━━ Selected passage ━━

Help for package boostrq

Type:

Package

Title:

Boosting Regression Quantiles

Version:

1.0.0

Description:

Boosting Regression Quantiles is a component-wise boosting algorithm, that embeds all boosting steps in the well-established framework of quantile regression. It is initialized with the corresponding quantile, uses a quantile-specific learning rate, and uses quantile regression as its base learner. The package implements this algorithm and allows cross-validation and stability selection.

License:

GPL-2 | GPL-3 [expanded from: GPL (≥ 2)]

URL:

https://github.com/stefanlinner/boostrq

BugReports:

https://github.com/stefanlinner/boostrq/issues

Encoding:

UTF-8

Depends:

mboost, stabs, stats, parallel

Imports:

quantreg, checkmate

RoxygenNote:

7.2.3

Suggests:

testthat (≥ 3.0.0)

Config/testthat/edition:

NeedsCompilation:

Packaged:

2024-03-02 08:53:32 UTC; stefa

Author:

Stefan Linner [aut, cre, cph]

Maintainer:

Stefan Linner <stefan.linner97@gmail.com>

Repository:

CRAN

Date/Publication:

2024-03-05 11:00:06 UTC

Updating number of iterations

Description

Updating number of iterations

Usage

## S3 method for class 'boostrq'
x[i, return = TRUE, ...]

Arguments

x

a boostrq object

i

desired number of boosting iterations

return

TRUE, if the result should be returned

...

additional arguments passed to callies

Value

a boostrq object with the updated number of iterations

Examples

boosted.rq <-
boostrq(
 formula = mpg ~ brq(cyl * hp) + brq(am + wt),
 data = mtcars,
 mstop = 200,
 nu = 0.1,
 tau = 0.5
)

boosted.rq[500]

Fitting a boosting regression quantiles model

Description

Component-wise functional gradient boosting algorithm to fit a quantile regression model.

━━━

(The tasks)
a – According to the boostrq help page, what does the Boosting Regression Quantiles algorithm use as its base learner?
b – Name every package listed under "Depends:" on the boostrq help page.
c – Continue the boostrq help page from its final sentence.
The data that come next are separate material and are not part of the boostrq help page.

━━ Information given ━━

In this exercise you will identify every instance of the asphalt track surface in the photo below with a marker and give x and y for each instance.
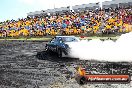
(27, 65)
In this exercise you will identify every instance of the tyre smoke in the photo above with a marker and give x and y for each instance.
(108, 50)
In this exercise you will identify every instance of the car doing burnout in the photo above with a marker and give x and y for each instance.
(61, 45)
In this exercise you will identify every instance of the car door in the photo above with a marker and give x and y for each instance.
(53, 44)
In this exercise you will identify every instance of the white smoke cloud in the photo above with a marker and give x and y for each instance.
(104, 50)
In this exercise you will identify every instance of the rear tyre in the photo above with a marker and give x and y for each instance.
(59, 53)
(82, 80)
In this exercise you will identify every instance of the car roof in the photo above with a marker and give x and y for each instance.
(65, 36)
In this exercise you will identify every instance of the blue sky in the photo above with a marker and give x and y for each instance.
(14, 9)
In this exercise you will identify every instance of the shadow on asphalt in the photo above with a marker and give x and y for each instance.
(43, 55)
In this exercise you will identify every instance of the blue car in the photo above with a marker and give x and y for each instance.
(61, 45)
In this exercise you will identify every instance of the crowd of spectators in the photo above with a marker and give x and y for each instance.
(71, 23)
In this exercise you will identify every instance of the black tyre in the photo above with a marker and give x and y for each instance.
(82, 80)
(59, 53)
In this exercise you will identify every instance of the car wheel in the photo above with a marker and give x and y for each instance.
(82, 80)
(59, 53)
(47, 48)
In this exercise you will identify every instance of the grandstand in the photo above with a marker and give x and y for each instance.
(114, 17)
(90, 6)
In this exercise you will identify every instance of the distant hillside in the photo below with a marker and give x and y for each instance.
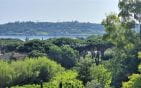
(50, 28)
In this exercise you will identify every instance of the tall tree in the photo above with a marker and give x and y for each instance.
(130, 10)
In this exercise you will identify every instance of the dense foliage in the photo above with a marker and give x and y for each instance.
(50, 28)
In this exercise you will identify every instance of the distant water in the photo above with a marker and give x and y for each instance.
(41, 37)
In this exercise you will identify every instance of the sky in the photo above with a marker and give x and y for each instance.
(56, 10)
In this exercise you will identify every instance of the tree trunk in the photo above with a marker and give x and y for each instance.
(140, 29)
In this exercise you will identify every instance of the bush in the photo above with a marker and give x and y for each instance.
(28, 71)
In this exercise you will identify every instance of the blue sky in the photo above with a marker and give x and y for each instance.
(56, 10)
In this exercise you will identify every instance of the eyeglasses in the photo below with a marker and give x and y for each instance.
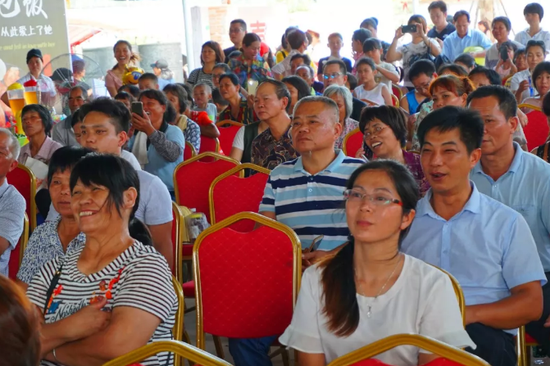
(334, 75)
(374, 131)
(355, 196)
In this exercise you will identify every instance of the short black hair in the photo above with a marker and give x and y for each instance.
(180, 93)
(438, 5)
(43, 113)
(340, 63)
(460, 13)
(280, 90)
(391, 116)
(366, 61)
(231, 76)
(117, 112)
(109, 171)
(241, 22)
(492, 75)
(467, 121)
(538, 70)
(371, 44)
(149, 76)
(296, 39)
(534, 8)
(534, 43)
(546, 105)
(361, 35)
(301, 86)
(453, 68)
(65, 158)
(303, 56)
(503, 20)
(352, 81)
(420, 67)
(131, 89)
(506, 100)
(466, 59)
(369, 22)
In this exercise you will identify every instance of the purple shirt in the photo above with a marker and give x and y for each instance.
(412, 161)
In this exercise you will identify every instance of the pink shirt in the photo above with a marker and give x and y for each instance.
(44, 154)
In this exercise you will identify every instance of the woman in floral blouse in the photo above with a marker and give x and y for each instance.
(385, 132)
(250, 65)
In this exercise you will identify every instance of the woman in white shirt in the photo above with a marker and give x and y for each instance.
(370, 290)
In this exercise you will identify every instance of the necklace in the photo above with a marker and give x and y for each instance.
(369, 306)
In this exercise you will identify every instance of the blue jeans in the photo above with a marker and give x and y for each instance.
(251, 351)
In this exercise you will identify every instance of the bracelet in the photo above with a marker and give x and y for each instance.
(55, 356)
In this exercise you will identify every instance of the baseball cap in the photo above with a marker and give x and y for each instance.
(161, 64)
(34, 53)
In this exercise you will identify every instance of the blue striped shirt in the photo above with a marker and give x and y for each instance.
(311, 205)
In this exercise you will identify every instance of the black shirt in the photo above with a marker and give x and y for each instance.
(444, 33)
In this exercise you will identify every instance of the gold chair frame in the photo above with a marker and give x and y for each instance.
(183, 350)
(346, 138)
(197, 158)
(264, 221)
(426, 343)
(240, 169)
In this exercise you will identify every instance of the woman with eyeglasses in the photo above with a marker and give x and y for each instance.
(370, 290)
(385, 131)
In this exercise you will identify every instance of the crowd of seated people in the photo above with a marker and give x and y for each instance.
(441, 178)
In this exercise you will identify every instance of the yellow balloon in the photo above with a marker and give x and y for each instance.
(15, 86)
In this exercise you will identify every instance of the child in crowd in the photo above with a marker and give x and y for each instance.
(369, 89)
(421, 74)
(335, 43)
(202, 94)
(387, 74)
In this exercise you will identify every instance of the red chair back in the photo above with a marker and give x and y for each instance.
(227, 135)
(25, 183)
(230, 194)
(209, 144)
(536, 131)
(16, 255)
(193, 177)
(246, 283)
(352, 142)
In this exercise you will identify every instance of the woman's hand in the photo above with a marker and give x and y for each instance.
(89, 320)
(142, 123)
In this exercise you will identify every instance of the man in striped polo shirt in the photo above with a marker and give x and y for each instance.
(306, 194)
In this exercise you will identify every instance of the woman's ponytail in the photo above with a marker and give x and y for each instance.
(338, 279)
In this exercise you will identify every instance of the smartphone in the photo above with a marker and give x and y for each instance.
(315, 244)
(137, 108)
(252, 86)
(408, 28)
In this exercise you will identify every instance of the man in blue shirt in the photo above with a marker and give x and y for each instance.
(486, 245)
(463, 37)
(516, 178)
(307, 195)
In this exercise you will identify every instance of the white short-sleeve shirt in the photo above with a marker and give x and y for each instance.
(422, 301)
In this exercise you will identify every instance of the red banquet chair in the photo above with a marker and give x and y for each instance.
(192, 179)
(536, 131)
(353, 141)
(24, 181)
(189, 151)
(450, 356)
(228, 130)
(16, 255)
(230, 194)
(243, 289)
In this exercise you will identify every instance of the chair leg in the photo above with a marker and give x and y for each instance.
(286, 358)
(219, 347)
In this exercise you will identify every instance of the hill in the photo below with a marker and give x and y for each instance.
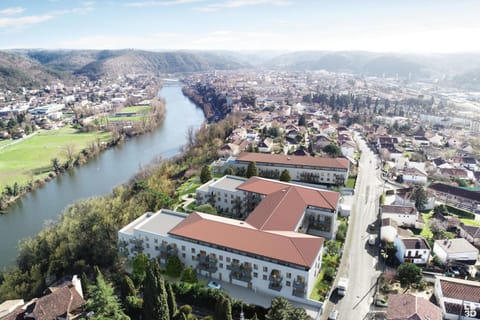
(19, 71)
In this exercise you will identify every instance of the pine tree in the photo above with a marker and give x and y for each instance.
(172, 304)
(252, 170)
(205, 174)
(155, 306)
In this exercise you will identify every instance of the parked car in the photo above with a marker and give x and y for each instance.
(333, 315)
(214, 285)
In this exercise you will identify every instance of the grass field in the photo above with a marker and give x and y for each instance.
(31, 158)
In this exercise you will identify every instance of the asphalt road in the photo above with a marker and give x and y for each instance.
(359, 260)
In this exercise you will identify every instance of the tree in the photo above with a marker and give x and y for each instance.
(155, 305)
(419, 195)
(207, 208)
(189, 275)
(332, 150)
(103, 302)
(173, 266)
(252, 170)
(205, 174)
(409, 273)
(140, 264)
(172, 304)
(280, 309)
(285, 176)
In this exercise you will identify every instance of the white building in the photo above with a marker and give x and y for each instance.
(455, 250)
(301, 168)
(276, 262)
(403, 215)
(412, 250)
(223, 194)
(458, 299)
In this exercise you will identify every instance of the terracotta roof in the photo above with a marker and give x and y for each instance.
(410, 307)
(290, 247)
(415, 243)
(460, 289)
(340, 163)
(399, 209)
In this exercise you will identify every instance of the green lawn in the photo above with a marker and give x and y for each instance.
(31, 158)
(470, 222)
(137, 109)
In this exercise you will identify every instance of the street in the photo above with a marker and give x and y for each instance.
(359, 260)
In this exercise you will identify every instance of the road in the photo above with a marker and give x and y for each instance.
(359, 260)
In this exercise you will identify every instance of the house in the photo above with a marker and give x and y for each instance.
(457, 197)
(410, 307)
(63, 302)
(413, 176)
(403, 215)
(412, 250)
(277, 262)
(470, 233)
(458, 299)
(455, 250)
(306, 169)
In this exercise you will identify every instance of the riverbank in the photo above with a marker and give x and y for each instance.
(31, 163)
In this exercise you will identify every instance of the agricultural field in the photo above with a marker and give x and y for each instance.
(31, 158)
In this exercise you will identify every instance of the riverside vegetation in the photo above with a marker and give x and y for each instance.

━━━

(Answer set)
a – It uses quantile regression as its base learner.

b – mboost, stabs, stats, parallel

c –
Usage

boostrq(
  formula,
  data,
  mstop = 100,
  nu = NULL,
  tau = 0.5,
  offset = NULL,
  weights = NULL,
  oobweights = NULL,
  risk = "inbag",
  digits = 10,
  exact.fit = FALSE
)

Arguments

formula

a symbolic description of the model to be fit.

data

a data frame (or data.table) containing the variables stated in the formula.

mstop

number of iterations, as integer

nu

learning rate, as numeric

tau

quantile parameter, as numeric

offset

a numeric vector used as offset.

weights

(optional) a numeric vector indicating which weights to used in the fitting process (default: all observations are equally weighted, with 1).

oobweights

an additional vector of out-of-bag weights, which is used for the out-of-bag risk.

risk

string indicating how the empirical risk should be computed for each boosting iteration. inbag leads to risks computed for the learning sample (i.e. observations with non-zero weights), oobag to risks based on the out-of-bag (i.e. observations with non-zero oobagweights).

digits

number of digits the slope parameter different from zero to be considered the best-fitting component, as integer.

exact.fit

logical, if set to TRUE the negative gradients of exact fits are set to 0.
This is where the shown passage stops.